WHAT THE TASK ASKS:
Take the line that has "in green sequined" in it and every line after it to the end of the entries, and reproduce them exactly.

===== LISTING

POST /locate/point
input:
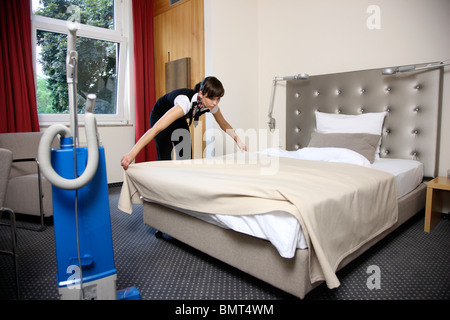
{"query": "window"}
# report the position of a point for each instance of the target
(101, 47)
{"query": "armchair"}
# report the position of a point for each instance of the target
(29, 192)
(5, 167)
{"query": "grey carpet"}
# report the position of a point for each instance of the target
(413, 265)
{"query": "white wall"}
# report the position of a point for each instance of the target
(249, 42)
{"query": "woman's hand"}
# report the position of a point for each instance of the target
(126, 160)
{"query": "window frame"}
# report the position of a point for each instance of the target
(117, 35)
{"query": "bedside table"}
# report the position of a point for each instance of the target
(436, 190)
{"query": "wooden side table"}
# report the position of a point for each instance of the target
(436, 190)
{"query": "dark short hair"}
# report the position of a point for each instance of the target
(210, 87)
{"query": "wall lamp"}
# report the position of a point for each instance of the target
(389, 71)
(301, 76)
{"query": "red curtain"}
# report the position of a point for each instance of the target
(144, 73)
(18, 112)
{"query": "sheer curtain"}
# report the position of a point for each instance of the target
(144, 73)
(18, 112)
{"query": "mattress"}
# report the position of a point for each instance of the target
(280, 227)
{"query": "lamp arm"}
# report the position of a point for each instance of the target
(272, 100)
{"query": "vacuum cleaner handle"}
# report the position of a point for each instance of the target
(44, 154)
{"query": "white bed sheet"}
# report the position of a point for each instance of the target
(280, 227)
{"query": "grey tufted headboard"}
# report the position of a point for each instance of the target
(412, 101)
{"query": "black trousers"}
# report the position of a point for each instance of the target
(174, 139)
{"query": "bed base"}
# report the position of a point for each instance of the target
(255, 256)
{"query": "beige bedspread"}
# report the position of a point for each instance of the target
(340, 206)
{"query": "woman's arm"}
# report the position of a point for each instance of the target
(167, 119)
(225, 126)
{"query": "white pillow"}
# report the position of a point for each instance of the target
(344, 123)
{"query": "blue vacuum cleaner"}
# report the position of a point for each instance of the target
(84, 248)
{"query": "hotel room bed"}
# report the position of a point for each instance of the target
(326, 210)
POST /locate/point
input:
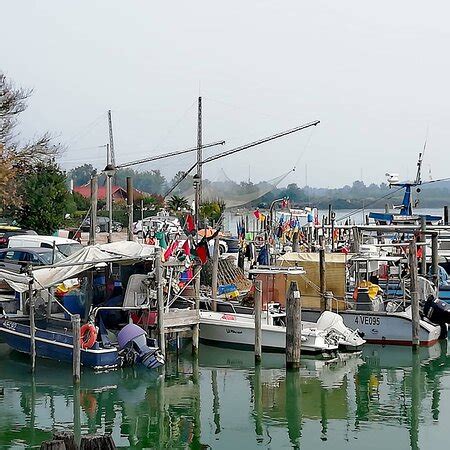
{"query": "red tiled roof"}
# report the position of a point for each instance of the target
(117, 192)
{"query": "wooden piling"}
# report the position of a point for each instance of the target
(295, 245)
(435, 259)
(322, 278)
(258, 324)
(328, 295)
(293, 327)
(196, 327)
(414, 294)
(423, 259)
(93, 214)
(130, 201)
(215, 273)
(67, 437)
(160, 301)
(76, 363)
(32, 323)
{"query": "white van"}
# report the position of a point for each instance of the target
(65, 246)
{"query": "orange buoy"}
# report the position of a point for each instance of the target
(88, 335)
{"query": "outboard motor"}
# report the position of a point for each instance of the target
(133, 338)
(437, 312)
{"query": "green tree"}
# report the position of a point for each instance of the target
(45, 198)
(81, 175)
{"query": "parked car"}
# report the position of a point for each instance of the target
(102, 225)
(65, 246)
(7, 231)
(17, 259)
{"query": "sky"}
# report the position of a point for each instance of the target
(376, 74)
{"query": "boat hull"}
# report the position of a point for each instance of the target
(55, 346)
(217, 329)
(379, 327)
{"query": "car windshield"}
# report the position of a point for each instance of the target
(47, 257)
(69, 249)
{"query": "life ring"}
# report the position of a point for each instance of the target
(88, 335)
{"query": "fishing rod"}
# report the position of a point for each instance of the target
(166, 155)
(240, 149)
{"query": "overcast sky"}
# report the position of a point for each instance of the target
(376, 74)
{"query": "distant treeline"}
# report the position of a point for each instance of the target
(262, 194)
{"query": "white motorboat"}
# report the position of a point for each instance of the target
(348, 339)
(238, 331)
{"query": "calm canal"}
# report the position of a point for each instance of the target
(387, 397)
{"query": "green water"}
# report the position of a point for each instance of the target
(384, 398)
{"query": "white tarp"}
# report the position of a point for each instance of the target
(124, 252)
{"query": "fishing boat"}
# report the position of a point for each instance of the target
(238, 331)
(106, 342)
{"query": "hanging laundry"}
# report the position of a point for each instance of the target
(161, 239)
(170, 250)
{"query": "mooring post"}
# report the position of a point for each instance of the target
(293, 327)
(196, 327)
(328, 300)
(93, 214)
(435, 259)
(160, 301)
(32, 323)
(414, 294)
(130, 202)
(322, 278)
(215, 273)
(258, 325)
(423, 259)
(76, 322)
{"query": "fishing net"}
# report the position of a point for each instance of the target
(232, 193)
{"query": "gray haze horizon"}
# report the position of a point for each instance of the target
(374, 73)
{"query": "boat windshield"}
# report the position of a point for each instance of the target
(69, 249)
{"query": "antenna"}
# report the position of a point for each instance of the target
(111, 140)
(419, 166)
(198, 190)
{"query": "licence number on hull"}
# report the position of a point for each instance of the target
(367, 320)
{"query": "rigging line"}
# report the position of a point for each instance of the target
(352, 213)
(175, 125)
(304, 148)
(79, 134)
(244, 147)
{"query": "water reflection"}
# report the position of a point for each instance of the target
(383, 397)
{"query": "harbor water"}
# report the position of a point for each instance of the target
(384, 397)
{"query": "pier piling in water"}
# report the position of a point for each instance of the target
(93, 213)
(414, 294)
(322, 278)
(258, 328)
(196, 327)
(32, 323)
(130, 202)
(76, 363)
(293, 327)
(160, 301)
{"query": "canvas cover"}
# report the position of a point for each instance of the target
(125, 252)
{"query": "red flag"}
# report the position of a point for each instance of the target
(186, 247)
(190, 226)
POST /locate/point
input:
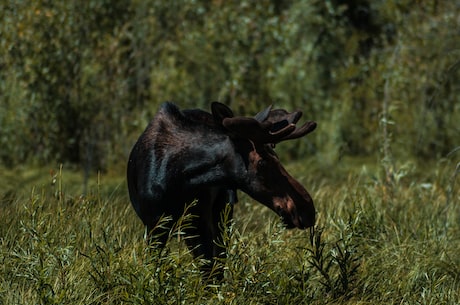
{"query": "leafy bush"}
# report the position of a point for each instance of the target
(80, 81)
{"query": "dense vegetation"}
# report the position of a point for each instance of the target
(80, 80)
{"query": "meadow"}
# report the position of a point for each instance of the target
(384, 235)
(80, 81)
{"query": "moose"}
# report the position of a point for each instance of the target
(188, 155)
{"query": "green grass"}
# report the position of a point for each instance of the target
(378, 240)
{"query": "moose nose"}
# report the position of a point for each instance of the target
(306, 222)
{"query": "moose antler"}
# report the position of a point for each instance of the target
(256, 131)
(280, 118)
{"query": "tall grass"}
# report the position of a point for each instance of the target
(370, 246)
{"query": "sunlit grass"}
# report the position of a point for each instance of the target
(375, 243)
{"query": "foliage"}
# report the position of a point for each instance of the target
(79, 82)
(374, 243)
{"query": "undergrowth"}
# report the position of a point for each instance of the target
(374, 243)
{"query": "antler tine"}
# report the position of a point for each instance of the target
(256, 131)
(300, 132)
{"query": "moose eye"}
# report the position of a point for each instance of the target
(261, 164)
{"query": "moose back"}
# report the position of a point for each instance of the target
(190, 155)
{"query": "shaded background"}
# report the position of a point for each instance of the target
(80, 80)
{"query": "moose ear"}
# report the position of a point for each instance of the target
(263, 115)
(220, 112)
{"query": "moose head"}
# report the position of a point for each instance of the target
(190, 155)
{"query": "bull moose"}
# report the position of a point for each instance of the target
(192, 154)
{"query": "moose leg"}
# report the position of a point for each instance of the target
(207, 230)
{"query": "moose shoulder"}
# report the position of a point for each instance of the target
(192, 154)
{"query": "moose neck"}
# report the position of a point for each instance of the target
(210, 161)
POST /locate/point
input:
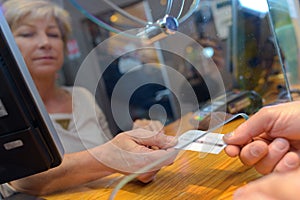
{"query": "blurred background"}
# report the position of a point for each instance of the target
(253, 43)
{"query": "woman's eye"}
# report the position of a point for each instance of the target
(25, 34)
(54, 35)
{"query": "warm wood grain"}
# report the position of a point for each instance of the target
(190, 177)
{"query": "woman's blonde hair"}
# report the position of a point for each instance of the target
(16, 10)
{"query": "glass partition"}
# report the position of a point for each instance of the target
(232, 55)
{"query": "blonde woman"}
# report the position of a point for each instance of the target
(41, 30)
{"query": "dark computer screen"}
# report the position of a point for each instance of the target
(28, 141)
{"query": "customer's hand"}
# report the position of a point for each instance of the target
(130, 151)
(269, 140)
(151, 125)
(275, 186)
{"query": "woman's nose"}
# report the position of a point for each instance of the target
(44, 41)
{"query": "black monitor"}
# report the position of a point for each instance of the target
(28, 141)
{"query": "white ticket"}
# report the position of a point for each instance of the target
(209, 143)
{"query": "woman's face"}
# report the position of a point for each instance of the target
(40, 42)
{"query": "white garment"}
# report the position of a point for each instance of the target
(87, 127)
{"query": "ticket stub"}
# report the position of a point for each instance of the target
(209, 143)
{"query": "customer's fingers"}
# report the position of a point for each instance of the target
(289, 162)
(253, 152)
(276, 151)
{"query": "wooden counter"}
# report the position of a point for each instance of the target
(190, 177)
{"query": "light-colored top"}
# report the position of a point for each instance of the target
(86, 127)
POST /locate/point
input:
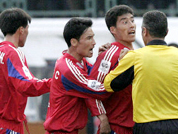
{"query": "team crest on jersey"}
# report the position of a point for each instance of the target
(1, 57)
(104, 66)
(94, 84)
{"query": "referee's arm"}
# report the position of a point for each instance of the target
(122, 75)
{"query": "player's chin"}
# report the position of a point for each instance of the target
(90, 55)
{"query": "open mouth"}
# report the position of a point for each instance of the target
(132, 32)
(91, 50)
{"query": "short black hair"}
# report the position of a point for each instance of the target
(13, 18)
(112, 14)
(156, 23)
(75, 27)
(173, 44)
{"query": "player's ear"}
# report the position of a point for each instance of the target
(21, 29)
(112, 29)
(74, 42)
(144, 31)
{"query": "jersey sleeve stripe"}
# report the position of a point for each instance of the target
(75, 71)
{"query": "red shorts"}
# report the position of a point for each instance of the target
(59, 132)
(120, 130)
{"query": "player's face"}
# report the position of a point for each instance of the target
(23, 36)
(124, 31)
(86, 44)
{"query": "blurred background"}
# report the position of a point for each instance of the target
(45, 42)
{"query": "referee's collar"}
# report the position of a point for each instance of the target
(157, 42)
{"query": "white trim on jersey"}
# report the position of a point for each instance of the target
(22, 59)
(108, 56)
(100, 106)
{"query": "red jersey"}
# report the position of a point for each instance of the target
(71, 91)
(17, 83)
(119, 109)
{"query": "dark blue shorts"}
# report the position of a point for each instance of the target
(157, 127)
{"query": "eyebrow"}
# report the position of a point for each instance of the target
(126, 18)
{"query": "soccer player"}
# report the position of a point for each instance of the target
(120, 22)
(72, 88)
(153, 72)
(16, 81)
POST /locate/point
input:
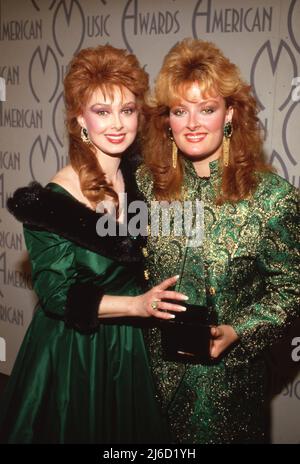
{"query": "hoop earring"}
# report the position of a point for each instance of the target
(85, 135)
(227, 131)
(174, 149)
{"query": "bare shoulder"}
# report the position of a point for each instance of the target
(68, 179)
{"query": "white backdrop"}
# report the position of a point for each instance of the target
(37, 40)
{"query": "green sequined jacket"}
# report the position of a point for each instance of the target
(247, 271)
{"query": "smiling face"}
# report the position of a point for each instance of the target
(111, 121)
(197, 124)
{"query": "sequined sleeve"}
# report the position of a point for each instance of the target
(265, 322)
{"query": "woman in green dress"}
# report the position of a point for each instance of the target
(82, 373)
(202, 142)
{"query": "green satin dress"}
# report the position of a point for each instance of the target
(69, 387)
(246, 271)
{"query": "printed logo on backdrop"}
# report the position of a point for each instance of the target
(293, 27)
(273, 63)
(43, 74)
(58, 120)
(24, 29)
(269, 62)
(17, 278)
(68, 21)
(44, 160)
(138, 21)
(10, 75)
(41, 3)
(210, 19)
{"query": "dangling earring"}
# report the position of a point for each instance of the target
(84, 135)
(174, 149)
(227, 131)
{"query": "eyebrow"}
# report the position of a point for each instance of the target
(108, 105)
(210, 100)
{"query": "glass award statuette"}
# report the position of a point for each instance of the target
(187, 337)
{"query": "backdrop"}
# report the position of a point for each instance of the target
(38, 39)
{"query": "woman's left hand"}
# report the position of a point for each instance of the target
(222, 336)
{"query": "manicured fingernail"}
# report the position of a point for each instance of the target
(182, 308)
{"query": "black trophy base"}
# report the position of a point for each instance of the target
(187, 337)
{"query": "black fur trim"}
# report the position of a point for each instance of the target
(82, 306)
(43, 209)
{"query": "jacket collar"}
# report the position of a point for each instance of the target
(41, 208)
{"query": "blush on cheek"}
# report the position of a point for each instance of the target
(177, 125)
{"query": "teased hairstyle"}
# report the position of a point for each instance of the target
(104, 68)
(198, 61)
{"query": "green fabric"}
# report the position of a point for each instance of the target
(247, 272)
(67, 387)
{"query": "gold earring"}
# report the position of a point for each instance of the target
(174, 149)
(228, 130)
(84, 135)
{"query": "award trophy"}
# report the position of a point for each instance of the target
(186, 338)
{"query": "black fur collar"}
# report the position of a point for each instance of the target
(43, 209)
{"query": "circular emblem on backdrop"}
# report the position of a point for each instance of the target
(58, 119)
(43, 160)
(293, 23)
(68, 21)
(289, 129)
(43, 68)
(267, 63)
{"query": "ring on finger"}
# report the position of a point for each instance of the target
(154, 304)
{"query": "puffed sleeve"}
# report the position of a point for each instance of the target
(55, 280)
(278, 264)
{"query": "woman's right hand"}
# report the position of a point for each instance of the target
(151, 303)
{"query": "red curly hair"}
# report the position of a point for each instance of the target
(103, 67)
(198, 61)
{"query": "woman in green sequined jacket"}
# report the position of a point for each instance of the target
(202, 141)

==========

RESPONSE TO THIS EXERCISE:
{"query": "woman in green sequined jacket"}
# report the position of a point for each instance of the target
(202, 141)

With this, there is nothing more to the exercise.